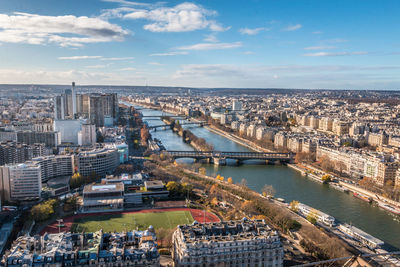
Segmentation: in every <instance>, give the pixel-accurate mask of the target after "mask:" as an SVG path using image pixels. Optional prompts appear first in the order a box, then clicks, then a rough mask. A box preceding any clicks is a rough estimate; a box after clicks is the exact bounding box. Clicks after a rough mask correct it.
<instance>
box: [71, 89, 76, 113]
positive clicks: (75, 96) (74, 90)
mask: <svg viewBox="0 0 400 267" xmlns="http://www.w3.org/2000/svg"><path fill="white" fill-rule="evenodd" d="M75 114H76V92H75V82H72V118H75Z"/></svg>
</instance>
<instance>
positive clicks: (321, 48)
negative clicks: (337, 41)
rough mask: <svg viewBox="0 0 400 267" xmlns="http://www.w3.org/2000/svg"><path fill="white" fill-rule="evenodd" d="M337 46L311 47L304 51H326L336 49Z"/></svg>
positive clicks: (323, 45)
mask: <svg viewBox="0 0 400 267" xmlns="http://www.w3.org/2000/svg"><path fill="white" fill-rule="evenodd" d="M335 48H336V47H335V46H327V45H325V46H324V45H320V46H309V47H305V48H304V50H324V49H335Z"/></svg>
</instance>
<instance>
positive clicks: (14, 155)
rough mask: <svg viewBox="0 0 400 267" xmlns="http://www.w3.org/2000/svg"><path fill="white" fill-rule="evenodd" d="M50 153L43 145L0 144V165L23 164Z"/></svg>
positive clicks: (48, 154)
mask: <svg viewBox="0 0 400 267" xmlns="http://www.w3.org/2000/svg"><path fill="white" fill-rule="evenodd" d="M50 152H51V151H49V149H47V148H46V147H45V145H44V144H33V145H27V144H21V143H17V142H12V141H8V142H2V143H0V165H4V164H15V163H24V162H25V161H27V160H31V159H32V158H34V157H40V156H46V155H49V153H50Z"/></svg>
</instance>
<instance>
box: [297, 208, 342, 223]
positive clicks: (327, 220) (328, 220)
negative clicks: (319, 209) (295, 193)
mask: <svg viewBox="0 0 400 267" xmlns="http://www.w3.org/2000/svg"><path fill="white" fill-rule="evenodd" d="M297 208H298V211H299V213H300V214H301V215H303V216H304V217H307V216H308V215H312V216H315V219H316V220H317V222H319V223H323V224H325V225H327V226H330V227H332V226H334V225H335V221H336V220H335V218H334V217H332V216H331V215H329V214H326V213H323V212H322V211H319V210H317V209H314V208H312V207H310V206H307V205H305V204H303V203H299V204H298V205H297Z"/></svg>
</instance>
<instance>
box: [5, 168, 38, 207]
mask: <svg viewBox="0 0 400 267" xmlns="http://www.w3.org/2000/svg"><path fill="white" fill-rule="evenodd" d="M41 190H42V176H41V170H40V166H38V165H36V164H32V163H26V164H25V163H21V164H17V165H5V166H2V167H0V192H2V199H4V200H6V201H24V200H25V201H26V200H34V199H39V198H40V193H41Z"/></svg>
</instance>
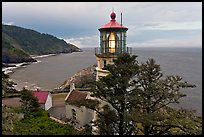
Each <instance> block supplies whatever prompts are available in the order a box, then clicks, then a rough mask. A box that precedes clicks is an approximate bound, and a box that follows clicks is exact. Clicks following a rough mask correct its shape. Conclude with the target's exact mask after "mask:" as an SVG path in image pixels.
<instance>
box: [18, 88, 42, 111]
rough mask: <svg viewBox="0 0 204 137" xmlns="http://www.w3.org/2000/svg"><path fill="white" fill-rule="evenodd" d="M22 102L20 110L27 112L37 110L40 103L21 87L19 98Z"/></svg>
mask: <svg viewBox="0 0 204 137" xmlns="http://www.w3.org/2000/svg"><path fill="white" fill-rule="evenodd" d="M20 102H22V110H23V111H24V112H25V113H28V112H36V111H38V110H39V108H40V105H39V103H38V99H37V98H36V97H35V96H33V94H32V92H31V91H29V90H27V89H25V88H23V90H22V91H21V100H20Z"/></svg>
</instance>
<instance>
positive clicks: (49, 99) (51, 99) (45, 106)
mask: <svg viewBox="0 0 204 137" xmlns="http://www.w3.org/2000/svg"><path fill="white" fill-rule="evenodd" d="M51 107H52V94H51V93H50V92H49V93H48V97H47V100H46V102H45V110H48V109H50V108H51Z"/></svg>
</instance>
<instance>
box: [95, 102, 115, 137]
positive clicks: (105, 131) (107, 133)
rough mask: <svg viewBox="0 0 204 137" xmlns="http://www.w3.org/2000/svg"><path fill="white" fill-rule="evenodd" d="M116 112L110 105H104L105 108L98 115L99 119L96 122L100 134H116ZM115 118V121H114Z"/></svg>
mask: <svg viewBox="0 0 204 137" xmlns="http://www.w3.org/2000/svg"><path fill="white" fill-rule="evenodd" d="M116 117H117V116H116V113H115V111H114V110H112V109H111V108H110V107H109V106H108V105H105V106H103V110H102V111H101V113H100V114H98V116H97V120H96V121H94V123H95V124H96V125H97V126H98V130H99V131H98V133H99V134H100V135H114V133H115V130H116V128H117V127H115V124H114V122H115V121H116ZM113 119H114V121H112V120H113Z"/></svg>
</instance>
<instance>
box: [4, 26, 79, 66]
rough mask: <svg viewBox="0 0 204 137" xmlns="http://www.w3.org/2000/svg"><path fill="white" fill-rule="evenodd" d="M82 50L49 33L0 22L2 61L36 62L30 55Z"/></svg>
mask: <svg viewBox="0 0 204 137" xmlns="http://www.w3.org/2000/svg"><path fill="white" fill-rule="evenodd" d="M80 51H82V50H81V49H80V48H78V47H77V46H75V45H73V44H70V43H67V42H66V41H64V40H63V39H59V38H57V37H55V36H52V35H50V34H44V33H40V32H37V31H35V30H31V29H26V28H22V27H18V26H13V25H3V24H2V62H3V63H22V62H36V60H35V59H33V58H32V57H31V55H36V56H37V55H45V54H58V53H72V52H80Z"/></svg>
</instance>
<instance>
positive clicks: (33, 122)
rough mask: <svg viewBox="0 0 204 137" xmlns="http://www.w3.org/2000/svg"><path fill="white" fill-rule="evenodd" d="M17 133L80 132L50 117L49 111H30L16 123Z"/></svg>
mask: <svg viewBox="0 0 204 137" xmlns="http://www.w3.org/2000/svg"><path fill="white" fill-rule="evenodd" d="M14 134H15V135H74V134H78V131H76V130H75V129H74V128H73V127H72V126H70V125H68V124H66V125H63V124H60V123H58V122H56V121H54V120H52V119H50V118H49V115H48V112H46V111H45V110H42V109H41V110H39V111H38V116H36V112H30V113H28V114H27V116H26V117H25V118H24V119H22V120H21V121H20V122H18V123H15V132H14Z"/></svg>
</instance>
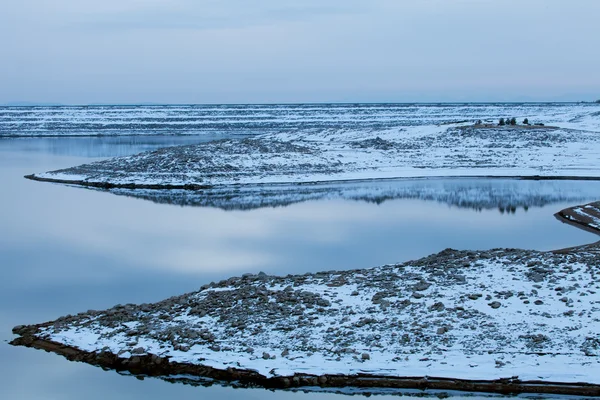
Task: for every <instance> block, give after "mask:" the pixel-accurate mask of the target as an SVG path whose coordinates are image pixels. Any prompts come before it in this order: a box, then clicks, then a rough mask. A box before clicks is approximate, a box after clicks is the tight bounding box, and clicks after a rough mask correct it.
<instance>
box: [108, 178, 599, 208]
mask: <svg viewBox="0 0 600 400" xmlns="http://www.w3.org/2000/svg"><path fill="white" fill-rule="evenodd" d="M110 192H111V193H114V194H117V195H123V196H130V197H137V198H141V199H144V200H149V201H152V202H154V203H159V204H173V205H178V206H186V207H187V206H189V207H215V208H220V209H223V210H252V209H257V208H264V207H283V206H289V205H291V204H294V203H300V202H305V201H309V200H333V199H342V200H354V201H364V202H368V203H376V204H381V203H384V202H385V201H388V200H396V199H416V200H425V201H435V202H438V203H445V204H447V205H449V206H453V207H459V208H467V209H473V210H478V211H480V210H489V209H498V211H499V212H500V213H512V214H514V213H516V212H517V210H521V211H527V210H528V209H529V208H530V207H543V206H546V205H549V204H555V203H561V202H574V203H577V202H582V201H586V200H592V199H596V197H597V196H598V194H599V193H600V182H597V181H549V180H541V181H532V180H520V179H505V178H497V179H493V178H435V179H410V180H407V179H395V180H373V181H360V182H338V183H314V184H281V185H257V186H238V187H233V188H232V187H223V188H214V189H207V190H198V191H193V190H146V189H111V190H110Z"/></svg>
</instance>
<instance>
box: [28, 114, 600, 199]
mask: <svg viewBox="0 0 600 400" xmlns="http://www.w3.org/2000/svg"><path fill="white" fill-rule="evenodd" d="M571 125H573V124H571ZM571 125H570V126H571ZM582 127H584V126H582ZM598 157H600V139H599V138H598V134H597V132H595V131H588V130H585V129H572V128H559V127H536V128H535V129H532V128H527V127H525V126H517V127H513V126H509V127H506V126H495V127H481V126H477V125H471V124H467V123H455V124H450V125H443V126H440V125H433V126H432V125H423V126H410V127H403V128H395V129H390V130H385V131H372V132H371V131H347V132H346V131H341V132H340V131H319V132H293V133H290V132H283V133H282V132H278V133H268V134H262V135H256V136H254V137H252V138H244V139H226V140H215V141H212V142H208V143H203V144H197V145H188V146H176V147H169V148H163V149H159V150H156V151H152V152H145V153H140V154H137V155H133V156H127V157H117V158H113V159H109V160H104V161H99V162H95V163H91V164H85V165H80V166H76V167H71V168H66V169H61V170H56V171H50V172H43V173H36V174H32V175H28V176H27V178H29V179H34V180H39V181H49V182H58V183H67V184H73V185H81V186H88V187H98V188H104V189H110V188H126V189H188V190H201V189H207V188H218V187H223V186H234V185H256V184H273V183H286V184H289V183H308V182H331V181H344V180H346V181H347V180H361V179H383V178H407V177H413V178H414V177H441V176H446V177H448V176H454V177H456V176H463V177H467V176H480V177H481V176H485V177H532V178H536V179H540V178H545V179H548V178H565V177H569V178H574V177H578V178H595V179H597V178H599V177H600V169H599V168H598V165H597V160H598Z"/></svg>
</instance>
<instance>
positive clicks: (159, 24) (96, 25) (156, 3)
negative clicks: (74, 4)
mask: <svg viewBox="0 0 600 400" xmlns="http://www.w3.org/2000/svg"><path fill="white" fill-rule="evenodd" d="M109 3H110V2H109ZM126 3H128V4H129V6H128V7H102V8H92V9H83V8H78V12H77V15H76V18H74V19H72V20H71V24H72V25H71V27H72V28H77V29H80V28H84V27H85V28H87V29H100V30H123V29H124V30H132V29H143V30H156V29H159V30H163V29H193V30H205V29H242V28H248V27H252V26H266V25H276V24H282V23H290V22H296V21H306V20H310V19H313V18H319V17H327V16H334V15H340V14H342V15H343V14H348V13H356V12H359V11H360V10H363V9H364V6H363V5H362V3H361V2H359V1H358V0H346V1H344V2H323V1H318V0H304V1H302V2H294V3H292V2H282V1H275V0H253V1H242V0H229V1H217V0H203V1H193V0H173V1H161V0H157V1H151V2H137V1H134V2H132V1H129V2H126Z"/></svg>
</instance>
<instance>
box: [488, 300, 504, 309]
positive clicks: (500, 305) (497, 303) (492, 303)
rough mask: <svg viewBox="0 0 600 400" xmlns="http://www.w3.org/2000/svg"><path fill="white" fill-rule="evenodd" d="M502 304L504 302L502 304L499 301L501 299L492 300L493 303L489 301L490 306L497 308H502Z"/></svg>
mask: <svg viewBox="0 0 600 400" xmlns="http://www.w3.org/2000/svg"><path fill="white" fill-rule="evenodd" d="M501 305H502V304H500V302H499V301H492V302H491V303H489V304H488V306H490V307H492V308H494V309H496V308H500V306H501Z"/></svg>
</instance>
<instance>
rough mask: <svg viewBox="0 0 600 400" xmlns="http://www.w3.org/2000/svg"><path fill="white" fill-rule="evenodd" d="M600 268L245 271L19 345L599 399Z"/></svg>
mask: <svg viewBox="0 0 600 400" xmlns="http://www.w3.org/2000/svg"><path fill="white" fill-rule="evenodd" d="M599 273H600V263H599V262H598V254H597V248H596V247H595V246H588V247H585V248H580V249H578V250H577V251H571V252H563V253H560V254H559V253H552V252H537V251H527V250H516V249H496V250H489V251H456V250H451V249H448V250H445V251H443V252H441V253H439V254H435V255H432V256H428V257H425V258H422V259H420V260H416V261H409V262H407V263H404V264H399V265H385V266H381V267H378V268H372V269H362V270H353V271H330V272H322V273H316V274H305V275H296V276H294V275H288V276H285V277H275V276H267V275H265V274H258V275H252V274H246V275H244V276H242V277H239V278H231V279H228V280H226V281H222V282H219V283H212V284H209V285H205V286H203V287H202V288H200V290H199V291H197V292H193V293H189V294H185V295H182V296H178V297H173V298H170V299H167V300H164V301H161V302H159V303H155V304H141V305H133V304H128V305H124V306H122V305H119V306H116V307H114V308H111V309H108V310H105V311H88V312H85V313H82V314H78V315H75V316H66V317H63V318H59V319H58V320H56V321H51V322H48V323H44V324H39V325H30V326H19V327H15V328H14V333H16V334H18V335H20V337H19V338H17V339H15V340H14V341H13V342H12V343H13V344H16V345H25V346H31V347H37V348H42V349H46V350H49V351H54V352H56V353H59V354H62V355H65V356H66V357H67V358H70V359H73V360H78V361H85V362H89V363H92V364H95V365H100V366H102V367H105V368H111V369H116V370H122V371H123V370H125V371H130V372H132V373H135V374H142V375H153V376H159V377H163V378H165V379H169V377H171V376H173V375H185V376H190V375H191V376H197V377H209V378H215V379H221V380H230V381H237V382H242V383H243V384H256V385H262V386H267V387H282V388H283V387H299V386H324V387H327V386H333V387H336V386H372V387H417V388H425V387H430V388H438V389H456V390H477V391H491V392H507V391H508V392H528V391H534V392H539V391H541V392H553V393H571V394H575V393H579V394H586V395H600V334H599V333H598V332H599V327H600V316H599V315H600V314H599V311H600V283H599V281H598V274H599ZM557 382H559V383H557Z"/></svg>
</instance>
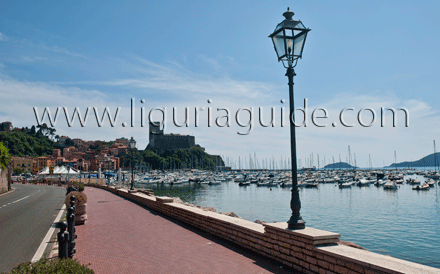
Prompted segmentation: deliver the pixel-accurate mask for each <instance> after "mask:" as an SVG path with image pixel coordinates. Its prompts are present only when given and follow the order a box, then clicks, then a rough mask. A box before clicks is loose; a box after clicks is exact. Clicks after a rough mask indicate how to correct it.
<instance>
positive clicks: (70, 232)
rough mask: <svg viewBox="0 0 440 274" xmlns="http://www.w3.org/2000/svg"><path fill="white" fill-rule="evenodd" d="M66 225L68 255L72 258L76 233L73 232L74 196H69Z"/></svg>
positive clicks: (70, 257) (73, 251)
mask: <svg viewBox="0 0 440 274" xmlns="http://www.w3.org/2000/svg"><path fill="white" fill-rule="evenodd" d="M66 218H67V226H68V231H69V237H68V257H69V258H73V254H75V253H76V248H75V245H76V242H75V239H76V234H75V196H73V195H72V196H71V197H70V207H69V208H68V209H67V216H66Z"/></svg>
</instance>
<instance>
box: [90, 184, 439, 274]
mask: <svg viewBox="0 0 440 274" xmlns="http://www.w3.org/2000/svg"><path fill="white" fill-rule="evenodd" d="M94 186H95V187H98V188H101V189H105V190H108V191H110V192H113V193H115V194H116V195H119V196H121V197H124V198H126V199H128V200H131V201H133V202H136V203H138V204H139V205H142V206H145V207H147V208H150V209H153V210H155V211H157V212H160V213H162V214H164V215H166V216H169V217H172V218H174V219H176V220H179V221H181V222H183V223H186V224H189V225H191V226H194V227H196V228H198V229H200V230H203V231H205V232H208V233H211V234H213V235H215V236H217V237H220V238H222V239H225V240H228V241H230V242H233V243H235V244H237V245H239V246H241V247H243V248H245V249H248V250H251V251H254V252H256V253H258V254H260V255H263V256H265V257H268V258H270V259H272V260H275V261H277V262H279V263H281V264H283V265H285V266H288V267H290V268H293V269H295V270H297V271H299V272H302V273H321V274H332V273H361V274H367V273H368V274H369V273H424V274H428V273H436V274H439V273H440V269H436V268H432V267H428V266H424V265H420V264H416V263H412V262H408V261H404V260H400V259H396V258H393V257H390V256H384V255H381V254H377V253H373V252H369V251H366V250H361V249H357V248H353V247H349V246H344V245H339V244H338V241H339V237H340V234H337V233H332V232H327V231H323V230H319V229H314V228H309V227H306V228H305V229H302V230H289V229H287V223H273V224H263V225H261V224H256V223H253V222H250V221H246V220H243V219H240V218H234V217H230V216H226V215H223V214H219V213H216V212H211V211H204V210H202V209H200V208H197V207H191V206H187V205H184V204H180V203H174V202H173V199H172V198H168V197H154V196H149V195H146V194H143V193H130V192H129V191H127V190H125V189H116V188H114V187H107V186H100V185H94Z"/></svg>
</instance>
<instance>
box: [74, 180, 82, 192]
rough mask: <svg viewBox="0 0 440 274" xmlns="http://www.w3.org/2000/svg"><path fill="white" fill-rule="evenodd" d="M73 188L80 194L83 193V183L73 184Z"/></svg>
mask: <svg viewBox="0 0 440 274" xmlns="http://www.w3.org/2000/svg"><path fill="white" fill-rule="evenodd" d="M73 186H74V187H77V188H78V190H79V191H80V192H83V191H84V183H82V182H74V183H73Z"/></svg>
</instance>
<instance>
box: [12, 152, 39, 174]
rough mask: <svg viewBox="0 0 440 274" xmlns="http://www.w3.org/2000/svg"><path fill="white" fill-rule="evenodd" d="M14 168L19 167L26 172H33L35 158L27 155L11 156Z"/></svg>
mask: <svg viewBox="0 0 440 274" xmlns="http://www.w3.org/2000/svg"><path fill="white" fill-rule="evenodd" d="M11 163H12V168H14V169H15V168H19V169H21V170H23V172H25V173H31V172H32V170H33V167H34V158H32V157H29V156H26V157H11Z"/></svg>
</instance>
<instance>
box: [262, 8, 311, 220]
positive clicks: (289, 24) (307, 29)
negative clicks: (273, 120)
mask: <svg viewBox="0 0 440 274" xmlns="http://www.w3.org/2000/svg"><path fill="white" fill-rule="evenodd" d="M293 15H294V13H293V12H291V11H289V8H287V11H286V12H285V13H283V16H284V17H285V18H286V19H284V21H283V22H281V23H279V24H278V25H277V27H276V28H275V31H274V32H273V33H272V34H271V35H269V37H270V38H271V39H272V42H273V45H274V48H275V52H276V53H277V56H278V62H279V61H281V62H282V63H283V66H284V67H285V68H286V69H287V72H286V76H287V77H288V78H289V84H288V85H289V102H290V117H289V118H290V119H289V121H290V149H291V157H292V161H291V163H292V198H291V200H290V208H291V209H292V216H291V217H290V219H289V221H287V223H288V227H289V228H290V229H302V228H304V227H305V221H304V220H303V219H302V217H301V214H300V209H301V201H300V199H299V193H298V175H297V172H298V171H297V164H296V141H295V125H294V123H293V122H294V119H293V117H294V111H295V107H294V101H293V76H295V75H296V74H295V70H294V69H293V68H294V67H295V66H296V63H297V62H298V59H299V58H301V57H302V52H303V49H304V43H305V41H306V37H307V33H308V32H309V31H310V29H307V28H306V27H304V25H303V23H302V22H301V21H297V20H294V19H292V17H293ZM286 63H287V66H286Z"/></svg>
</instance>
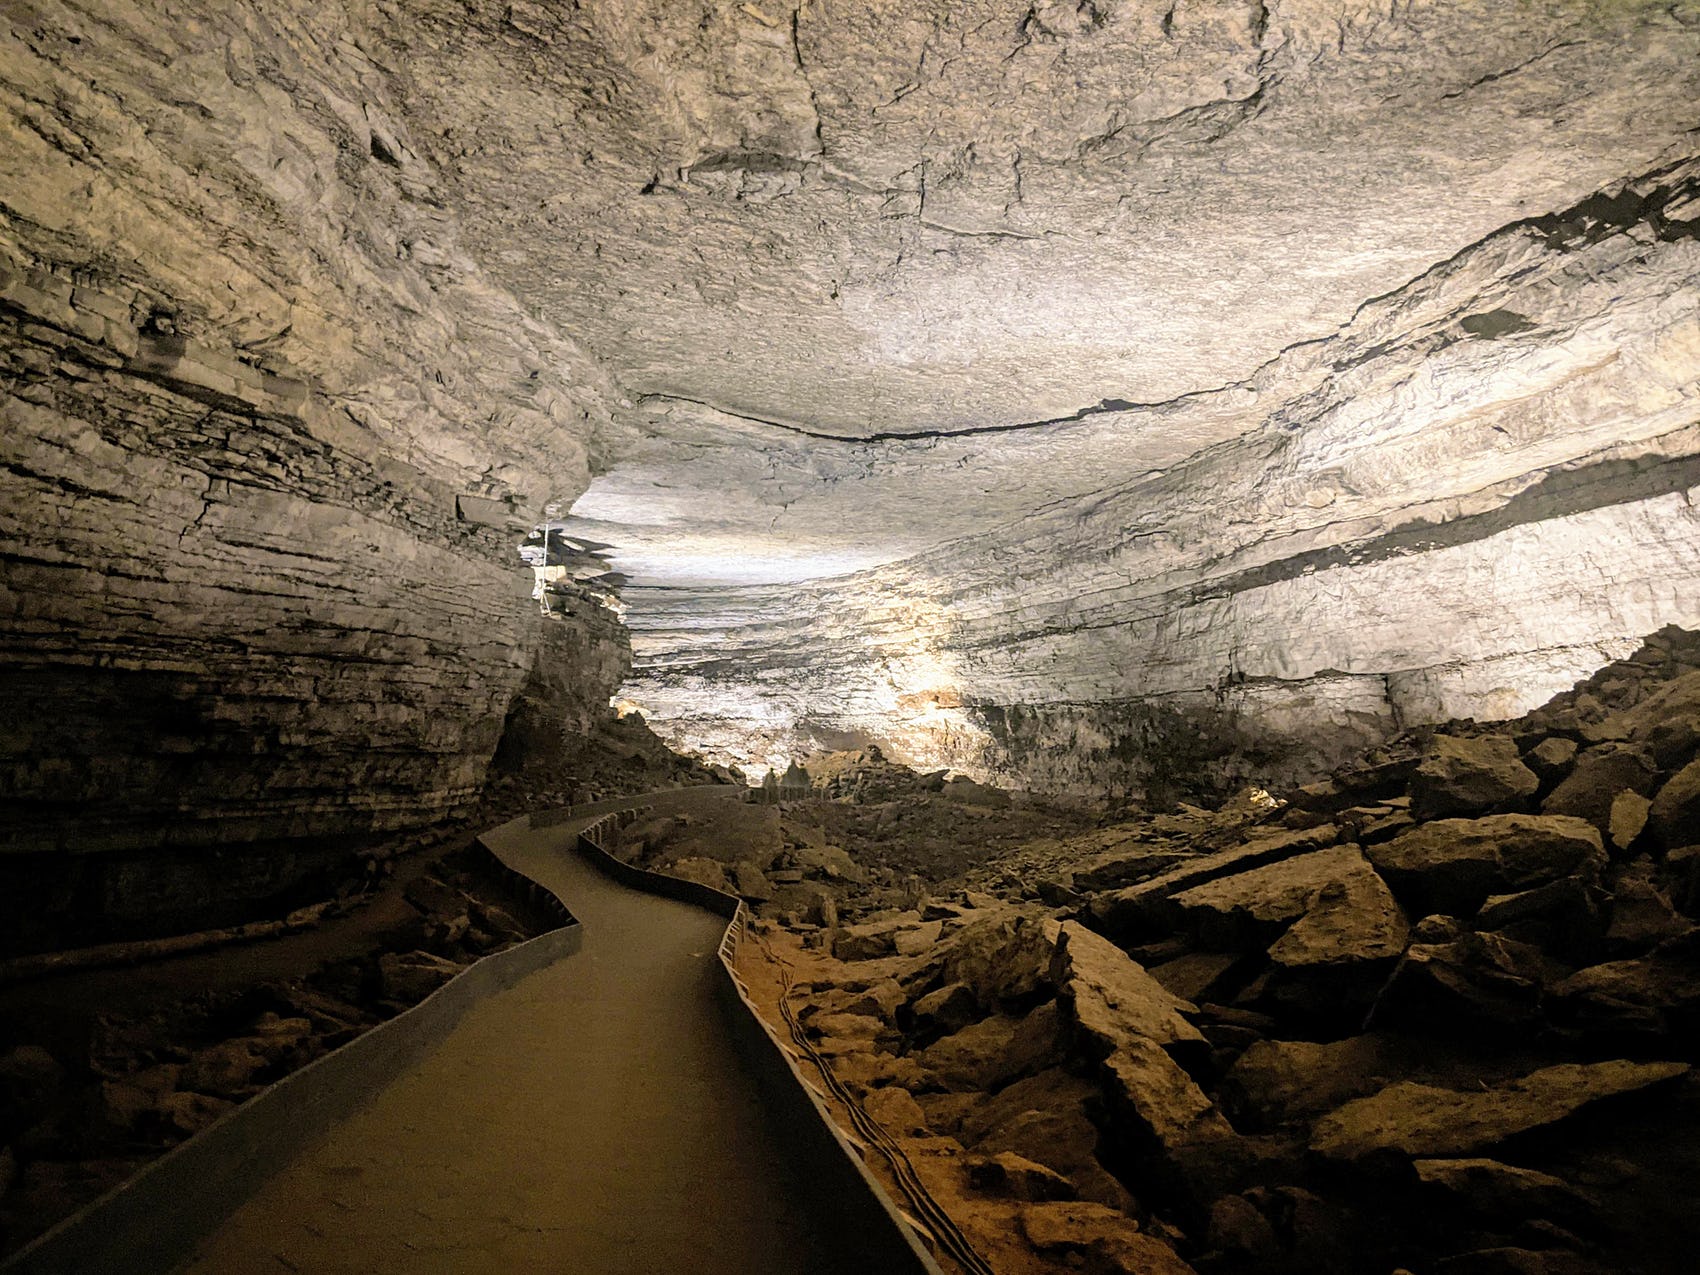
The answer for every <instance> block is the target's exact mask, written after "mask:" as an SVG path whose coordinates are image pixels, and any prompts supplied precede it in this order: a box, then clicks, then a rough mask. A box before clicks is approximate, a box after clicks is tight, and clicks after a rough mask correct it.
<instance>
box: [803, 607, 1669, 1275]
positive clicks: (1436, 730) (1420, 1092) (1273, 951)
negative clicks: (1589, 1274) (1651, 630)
-------
◆ Task to complete: In the material above, find the lines that contain "this" and show them.

◆ Task solution:
Task: for every <instance> block, give after "mask:" the pixel-accurate mask of the target as an SVG path whose coordinates are image pixels. Any prompts come before it in this order: a box, then clicks, then a rough mask. A box before clicks is approximate, a box after clicks is the tight bounding box, and clicks after a rough mask correct it.
The answer for every <instance> block is the target's exact mask, written after "mask:" as an SVG path whose coordinates are image pixels, and any prompts supplied precede it in this order: a box, then clicks, then a rough mask. A box before clicks is approximate, a box after clicks is tight, and clicks after a rough mask correct it.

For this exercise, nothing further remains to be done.